■ REQUIRED ACTION 1
From the trace context specification, duplicate the part that opens with the words containing "Libraries and platforms MUST" and closes with "propagate this header.".
■ REQUIRED ACTION 2
Rewrite the paragraph of the trace context specification that begins "Trace context represented by set of name/value pairs" in fewer words, keeping its main facts.
■ REQUIRED ACTION 3
Write the next part of the trace context specification, picking up after its final line.

■ EXCERPT PROVIDED
----------------

TraceContext Specs
Specification for tracing context propagation format.
Goal
This specification defines formats to pass trace context information across systems. Our goal is to share this with the community so that various tracing and diagnostics products can operate together.
Headers
Trace context represented by set of name/value pairs describing identity of every http request. As a performance optimization measure few of these pairs were promoted to a separate header. This header has fixed length and defined sequence of fields.
Libraries and platforms MUST propagate Trace-Context
and Trace-Context-Ext
headers to guarantee that trace will not be broken. Correlation-Context
header is a companion header representing user-defined baggage associated with the trace. Libraries and platforms MAY propagate this header.
TODO: Add details on behavior when one of the headers cannot be parsed
Reference Implementations
TODO: add link here
Why are we doing this?

----------------

Saved entries
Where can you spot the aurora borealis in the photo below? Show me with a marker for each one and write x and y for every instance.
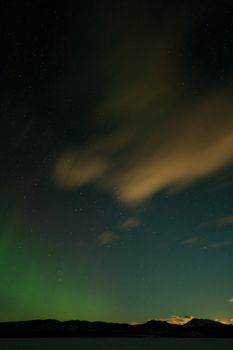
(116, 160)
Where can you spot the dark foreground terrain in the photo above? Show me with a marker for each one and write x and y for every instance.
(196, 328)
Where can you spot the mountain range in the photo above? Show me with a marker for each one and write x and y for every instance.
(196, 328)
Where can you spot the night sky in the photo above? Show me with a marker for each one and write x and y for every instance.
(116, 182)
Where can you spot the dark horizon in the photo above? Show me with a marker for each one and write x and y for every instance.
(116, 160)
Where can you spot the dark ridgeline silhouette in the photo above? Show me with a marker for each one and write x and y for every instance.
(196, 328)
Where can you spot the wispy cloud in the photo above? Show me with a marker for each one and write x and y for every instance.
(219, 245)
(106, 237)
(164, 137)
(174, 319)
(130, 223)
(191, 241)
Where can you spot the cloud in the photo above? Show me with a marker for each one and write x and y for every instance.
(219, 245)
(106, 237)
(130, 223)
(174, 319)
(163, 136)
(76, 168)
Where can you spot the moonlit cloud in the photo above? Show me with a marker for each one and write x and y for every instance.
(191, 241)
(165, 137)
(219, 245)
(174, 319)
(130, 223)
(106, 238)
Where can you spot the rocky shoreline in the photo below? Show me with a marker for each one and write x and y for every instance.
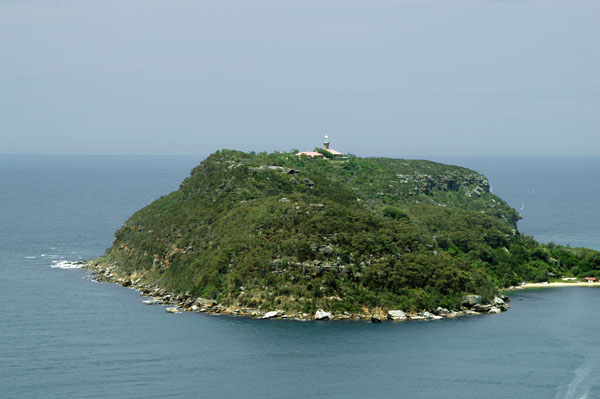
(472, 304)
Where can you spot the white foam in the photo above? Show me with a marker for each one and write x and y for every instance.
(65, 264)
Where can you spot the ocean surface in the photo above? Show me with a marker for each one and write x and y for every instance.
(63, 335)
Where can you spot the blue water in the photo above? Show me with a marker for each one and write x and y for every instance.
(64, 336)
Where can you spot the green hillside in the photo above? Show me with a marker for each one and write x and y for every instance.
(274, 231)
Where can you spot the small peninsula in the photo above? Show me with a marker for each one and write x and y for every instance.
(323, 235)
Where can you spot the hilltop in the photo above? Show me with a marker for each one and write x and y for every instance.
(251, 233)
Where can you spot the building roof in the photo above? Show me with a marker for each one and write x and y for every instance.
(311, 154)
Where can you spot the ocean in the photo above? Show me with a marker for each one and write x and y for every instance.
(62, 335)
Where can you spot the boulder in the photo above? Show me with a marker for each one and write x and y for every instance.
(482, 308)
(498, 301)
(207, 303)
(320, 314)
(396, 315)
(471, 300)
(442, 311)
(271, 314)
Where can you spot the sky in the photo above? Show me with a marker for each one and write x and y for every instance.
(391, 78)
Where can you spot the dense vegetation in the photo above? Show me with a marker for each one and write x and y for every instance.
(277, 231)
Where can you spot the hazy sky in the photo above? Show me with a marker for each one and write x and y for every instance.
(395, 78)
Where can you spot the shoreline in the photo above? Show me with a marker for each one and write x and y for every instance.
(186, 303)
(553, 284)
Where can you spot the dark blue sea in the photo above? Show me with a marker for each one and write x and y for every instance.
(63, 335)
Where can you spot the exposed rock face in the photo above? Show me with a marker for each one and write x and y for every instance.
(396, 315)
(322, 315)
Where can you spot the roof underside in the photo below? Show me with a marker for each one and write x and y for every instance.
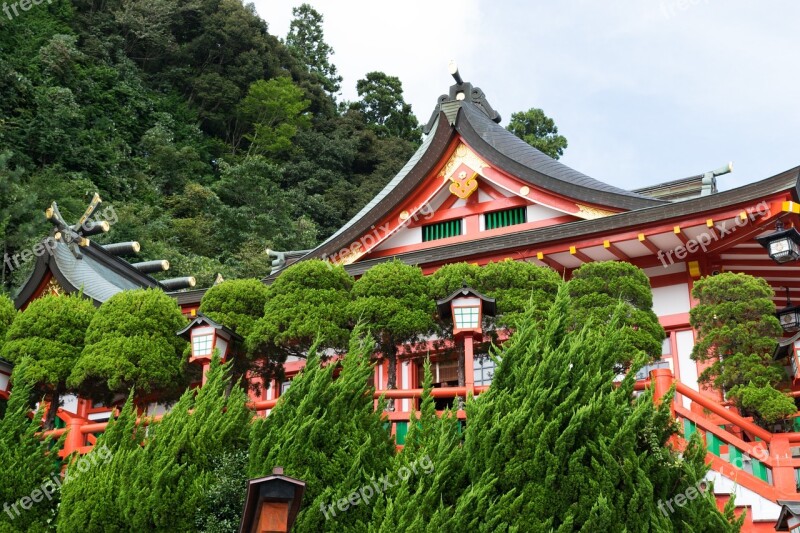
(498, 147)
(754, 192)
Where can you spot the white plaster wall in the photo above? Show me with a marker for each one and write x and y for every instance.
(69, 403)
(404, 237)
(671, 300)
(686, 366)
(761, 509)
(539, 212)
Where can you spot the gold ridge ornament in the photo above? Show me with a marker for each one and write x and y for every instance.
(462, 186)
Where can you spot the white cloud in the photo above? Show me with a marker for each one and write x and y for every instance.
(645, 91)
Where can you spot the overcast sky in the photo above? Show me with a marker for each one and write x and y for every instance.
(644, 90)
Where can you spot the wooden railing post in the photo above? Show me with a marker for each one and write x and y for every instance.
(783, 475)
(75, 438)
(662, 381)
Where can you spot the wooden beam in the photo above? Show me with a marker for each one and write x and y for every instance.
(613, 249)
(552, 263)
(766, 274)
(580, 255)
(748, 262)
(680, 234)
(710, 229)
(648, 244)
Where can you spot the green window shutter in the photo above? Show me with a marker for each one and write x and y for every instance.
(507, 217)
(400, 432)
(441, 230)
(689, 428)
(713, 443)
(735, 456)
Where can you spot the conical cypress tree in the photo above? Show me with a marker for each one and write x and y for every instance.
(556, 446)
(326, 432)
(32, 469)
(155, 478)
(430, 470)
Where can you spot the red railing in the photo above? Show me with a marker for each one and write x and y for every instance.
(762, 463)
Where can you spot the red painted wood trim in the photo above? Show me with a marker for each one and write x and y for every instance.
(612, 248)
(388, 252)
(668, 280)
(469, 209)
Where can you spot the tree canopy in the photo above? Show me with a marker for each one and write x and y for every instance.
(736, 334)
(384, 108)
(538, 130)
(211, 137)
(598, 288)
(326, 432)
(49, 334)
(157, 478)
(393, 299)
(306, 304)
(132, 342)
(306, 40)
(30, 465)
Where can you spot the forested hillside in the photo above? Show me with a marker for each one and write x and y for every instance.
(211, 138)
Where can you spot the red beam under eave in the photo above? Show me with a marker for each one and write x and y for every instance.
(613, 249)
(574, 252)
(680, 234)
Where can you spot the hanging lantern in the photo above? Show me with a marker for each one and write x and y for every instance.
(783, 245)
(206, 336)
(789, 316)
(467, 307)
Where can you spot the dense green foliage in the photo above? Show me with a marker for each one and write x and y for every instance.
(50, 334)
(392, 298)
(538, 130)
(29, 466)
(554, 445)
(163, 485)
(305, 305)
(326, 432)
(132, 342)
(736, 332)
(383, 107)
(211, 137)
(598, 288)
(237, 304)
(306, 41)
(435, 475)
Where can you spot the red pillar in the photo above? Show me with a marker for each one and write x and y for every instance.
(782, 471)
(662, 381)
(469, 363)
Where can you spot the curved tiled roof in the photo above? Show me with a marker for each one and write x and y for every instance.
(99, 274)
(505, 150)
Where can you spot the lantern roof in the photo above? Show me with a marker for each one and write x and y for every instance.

----------------

■ TASK RESPONSE 1
Libraries and platforms MUST propagate Trace-Context
and Trace-Context-Ext
headers to guarantee that trace will not be broken. Correlation-Context
header is a companion header representing user-defined baggage associated with the trace. Libraries and platforms MAY propagate this header.

■ TASK RESPONSE 2
Trace context is a set of name/value pairs that describes the identity of every HTTP request. To improve performance, a few of these pairs were moved into a separate header with a fixed length and a defined sequence of fields.

■ TASK RESPONSE 3
- If this becomes popular, frameworks and other services will automatically pass trace IDs through for correlated requests. This would prevent traces from hitting dead ends when a request reaches an un-instrumented service.
- Once aligned on a header name, we can ask for a CORS exception from the W3C. This would allow browsers to attach trace IDs to requests and submit tracing data to a distributed tracing service.
- Loggers can reliably parse trace / span IDs and include them in logs for correlation purposes.
- Customers can use multiple tracing solutions (Zipkin + New Relic) at the same time and not have to worry about propagating two sets of context headers.
- Frameworks can bless access to the trace context even if they prevent access to underlying request headers, making it available by default.